[[ Input for this task open ]]

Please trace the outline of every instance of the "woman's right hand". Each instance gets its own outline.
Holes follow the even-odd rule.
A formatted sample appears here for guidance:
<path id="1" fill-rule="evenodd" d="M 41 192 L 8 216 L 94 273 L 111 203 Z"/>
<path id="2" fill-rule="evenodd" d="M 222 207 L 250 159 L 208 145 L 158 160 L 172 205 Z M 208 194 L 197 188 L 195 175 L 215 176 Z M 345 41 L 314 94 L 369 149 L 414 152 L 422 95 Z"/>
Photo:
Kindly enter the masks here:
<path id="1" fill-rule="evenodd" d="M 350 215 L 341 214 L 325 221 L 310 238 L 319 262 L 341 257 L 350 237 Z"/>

[[ Input for this task closed ]]

◆ **Task to carry out**:
Would you please transcribe the records above in full and exactly?

◆ **Result of the task**:
Please trace the outline of every instance of the "woman's right hand". Each instance gets its own outline.
Holes follow the even-odd rule.
A formatted sample appears here for guidance:
<path id="1" fill-rule="evenodd" d="M 41 192 L 8 216 L 94 273 L 111 203 Z"/>
<path id="2" fill-rule="evenodd" d="M 222 207 L 250 159 L 208 145 L 158 160 L 172 205 Z M 208 194 L 197 188 L 195 175 L 215 176 Z M 345 41 L 314 94 L 369 149 L 414 152 L 422 95 Z"/>
Photo:
Kindly enter the masks here:
<path id="1" fill-rule="evenodd" d="M 350 215 L 341 214 L 325 221 L 310 238 L 319 262 L 341 257 L 350 237 Z"/>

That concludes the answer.